[Text shown]
►

Analysis and decision
[19]
The Crown presented the case throughout as wholly dependent on the traditional
application of Moorov between two complainers. The trial judge complicated matters by
directing the jury that corroboration by distress could be found in relation to the June
incident at Dalkeith Country Park. Given the discussion which had taken place, and the
nature of the evidence, he misdirected himself in doing so; and he misdirected the jury.
10
[20]
He misdirected himself in that it was procedurally inappropriate for him to have
given the direction without raising the issue with parties, when (a) there had been a detailed
discussion in which the Advocate Depute made it clear that the sole basis for approaching
the case was Moorov; (b) where the judge appeared to have acknowledged this to be correct;
and (c) both parties had addressed the jury on that common understanding. This formed
the basis of a ground of appeal based on procedural unfairness and we consider that ground
to be well-founded. Indeed, the Solicitor General virtually conceded as much. She drew an
analogy with the issue of alternative verdicts, recognising that there may be situations where
the trial judge requires to give a direction on an alternative verdict even where that has not
been canvassed with the parties: Duncan v HM Advocate 2019 JC 9. By analogy the same
may be said in respect of other directions. However, she did not go as far as suggesting that
this was one such case. In her oral submissions she stated that this ground of appeal was the
most difficult area for the Crown; and that she had considerable reservations about whether
the procedure could be regarded as a fair one, but did not formally concede the appeal on
this point.
[21]
It is beyond doubt that it is the responsibility of the trial judge to formulate the
appropriate legal directions to give a jury, including those in relation to corroboration, and
to direct the jury on all reasonably available sources of corroboration, whether or not these
are referred to or relied upon by the Advocate Depute or defence counsel (see Garland v HM
Advocate 2021 JC 118, para 20). It is equally the case that, as with a direction on alternative
verdicts the judge may require to do so
"... even if, by that time, it may be too late to seek the views of the parties on the
appropriateness of giving the direction." (Duncan v HM Advocate, para 28).
11
[22]
It is a common, although not inevitable or mandatory, practice, for a discussion to
take place at the conclusion of the evidence and prior to the speeches, during which such
matters may be canvassed (Duncan; Ferguson v HM Advocate 2009 SLT 67; Hopkinson v HM
Advocate 2009 SLT 292; Miller v HM Advocate 2021 SCCR 289). The practice is well-
established and is referred to in detail in the Jury Manual under the heading "Judicial
Management of Jury Trials".

◄

[Information given]
►

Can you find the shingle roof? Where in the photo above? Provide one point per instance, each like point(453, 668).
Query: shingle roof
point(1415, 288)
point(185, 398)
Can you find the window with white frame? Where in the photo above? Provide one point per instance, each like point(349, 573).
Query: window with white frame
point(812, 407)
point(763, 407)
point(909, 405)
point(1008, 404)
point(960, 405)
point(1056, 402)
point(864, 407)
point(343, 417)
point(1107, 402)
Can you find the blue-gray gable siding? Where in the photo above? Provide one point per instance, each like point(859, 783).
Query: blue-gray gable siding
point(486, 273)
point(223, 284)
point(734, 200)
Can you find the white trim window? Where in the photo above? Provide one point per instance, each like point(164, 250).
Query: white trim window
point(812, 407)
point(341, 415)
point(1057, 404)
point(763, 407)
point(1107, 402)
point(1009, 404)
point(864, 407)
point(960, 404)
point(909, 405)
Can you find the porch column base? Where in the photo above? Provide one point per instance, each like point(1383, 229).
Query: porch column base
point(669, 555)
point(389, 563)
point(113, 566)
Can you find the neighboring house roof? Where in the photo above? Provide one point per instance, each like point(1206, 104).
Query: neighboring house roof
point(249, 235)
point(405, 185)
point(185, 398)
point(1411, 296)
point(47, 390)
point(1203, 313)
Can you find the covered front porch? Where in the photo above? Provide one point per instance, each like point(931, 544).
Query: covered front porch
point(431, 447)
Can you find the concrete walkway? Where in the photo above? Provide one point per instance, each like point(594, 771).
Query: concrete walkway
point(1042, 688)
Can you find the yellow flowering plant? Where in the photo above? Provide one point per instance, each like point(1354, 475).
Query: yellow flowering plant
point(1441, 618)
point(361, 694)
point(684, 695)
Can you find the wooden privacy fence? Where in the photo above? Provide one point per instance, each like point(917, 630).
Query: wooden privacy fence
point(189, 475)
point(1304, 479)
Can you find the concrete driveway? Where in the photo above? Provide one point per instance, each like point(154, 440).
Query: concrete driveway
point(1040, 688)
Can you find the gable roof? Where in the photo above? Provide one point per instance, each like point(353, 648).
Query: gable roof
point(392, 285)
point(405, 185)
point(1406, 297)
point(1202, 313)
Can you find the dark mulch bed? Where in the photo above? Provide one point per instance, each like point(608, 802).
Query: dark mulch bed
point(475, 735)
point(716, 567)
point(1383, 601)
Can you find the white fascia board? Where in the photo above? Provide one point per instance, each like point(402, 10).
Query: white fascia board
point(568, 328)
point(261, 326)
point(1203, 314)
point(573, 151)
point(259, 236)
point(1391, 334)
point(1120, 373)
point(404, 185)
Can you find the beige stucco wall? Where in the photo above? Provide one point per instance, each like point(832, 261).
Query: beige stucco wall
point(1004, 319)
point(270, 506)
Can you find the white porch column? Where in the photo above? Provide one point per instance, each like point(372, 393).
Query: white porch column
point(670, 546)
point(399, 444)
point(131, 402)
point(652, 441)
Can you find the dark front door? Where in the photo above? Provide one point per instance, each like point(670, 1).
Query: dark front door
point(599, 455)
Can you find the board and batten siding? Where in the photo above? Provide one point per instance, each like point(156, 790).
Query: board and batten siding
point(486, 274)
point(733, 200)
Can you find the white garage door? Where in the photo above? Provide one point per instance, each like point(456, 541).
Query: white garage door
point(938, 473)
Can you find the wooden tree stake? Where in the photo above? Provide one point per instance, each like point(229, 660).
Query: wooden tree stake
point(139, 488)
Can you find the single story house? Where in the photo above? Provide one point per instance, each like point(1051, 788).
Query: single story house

◄

[Objectives]
A. List each distinct case that the judgment excerpt cites with a year and a law report reference, giving each citation once.
B. State whether each statement agrees with the judgment excerpt, answering yes or no and quoting the words that decide it: (i) the Solicitor General formally conceded the appeal on the procedural unfairness ground; (ii) the trial judge told the jury that corroboration by distress could be found for the June incident at Dalkeith Country Park; (iii) the judgment describes a discussion at the conclusion of the evidence as a mandatory practice.

[Per-task answers]
A.
Duncan v HM Advocate 2019 JC 9
Garland v HM Advocate 2021 JC 118
Ferguson v HM Advocate 2009 SLT 67
Hopkinson v HM Advocate 2009 SLT 292
Miller v HM Advocate 2021 SCCR 289

B.
(i) No: "but did not formally concede the appeal on this point."
(ii) Yes: "directing the jury that corroboration by distress could be found in relation to the June incident at Dalkeith Country Park."
(iii) No: "It is a common, although not inevitable or mandatory, practice, for a discussion to take place at the conclusion of the evidence and prior to the speeches."